----- Excerpted records

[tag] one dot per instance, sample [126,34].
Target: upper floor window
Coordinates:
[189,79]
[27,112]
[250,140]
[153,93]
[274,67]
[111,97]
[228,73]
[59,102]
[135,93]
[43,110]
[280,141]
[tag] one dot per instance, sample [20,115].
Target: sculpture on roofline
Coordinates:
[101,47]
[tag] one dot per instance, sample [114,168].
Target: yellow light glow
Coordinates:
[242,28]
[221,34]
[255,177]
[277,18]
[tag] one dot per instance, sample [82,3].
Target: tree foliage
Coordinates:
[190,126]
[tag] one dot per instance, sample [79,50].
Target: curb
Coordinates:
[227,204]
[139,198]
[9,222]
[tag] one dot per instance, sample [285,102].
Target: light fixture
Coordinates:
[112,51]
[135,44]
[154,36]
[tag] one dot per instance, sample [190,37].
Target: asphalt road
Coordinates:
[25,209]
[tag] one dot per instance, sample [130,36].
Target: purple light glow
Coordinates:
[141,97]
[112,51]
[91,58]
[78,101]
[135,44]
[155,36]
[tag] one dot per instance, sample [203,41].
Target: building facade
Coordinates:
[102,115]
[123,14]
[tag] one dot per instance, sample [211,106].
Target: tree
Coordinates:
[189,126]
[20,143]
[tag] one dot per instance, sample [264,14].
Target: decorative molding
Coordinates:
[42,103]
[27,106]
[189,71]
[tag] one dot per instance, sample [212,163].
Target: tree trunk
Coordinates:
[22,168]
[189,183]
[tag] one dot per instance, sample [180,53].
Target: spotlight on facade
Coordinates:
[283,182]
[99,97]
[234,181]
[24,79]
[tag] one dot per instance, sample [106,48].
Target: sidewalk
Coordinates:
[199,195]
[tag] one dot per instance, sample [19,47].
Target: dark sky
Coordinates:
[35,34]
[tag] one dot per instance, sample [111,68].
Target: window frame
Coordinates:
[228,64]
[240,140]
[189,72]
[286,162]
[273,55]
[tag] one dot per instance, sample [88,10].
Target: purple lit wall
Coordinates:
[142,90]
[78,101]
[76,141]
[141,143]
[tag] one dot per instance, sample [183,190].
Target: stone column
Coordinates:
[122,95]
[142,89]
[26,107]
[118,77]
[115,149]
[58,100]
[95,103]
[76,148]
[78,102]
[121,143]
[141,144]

----------

Objective ->
Please give the lines from the one containing "[tag] one dot per instance, sample [183,190]." up to and including the final line of the rows as a numbered list, omitting any blank lines.

Completed exercise ->
1. [tag] one dot per instance, sample [183,190].
2. Target: stone column
3. Coordinates:
4. [122,95]
5. [142,89]
6. [26,107]
7. [118,77]
8. [115,149]
9. [58,100]
10. [95,103]
11. [76,148]
12. [78,102]
13. [121,143]
14. [141,144]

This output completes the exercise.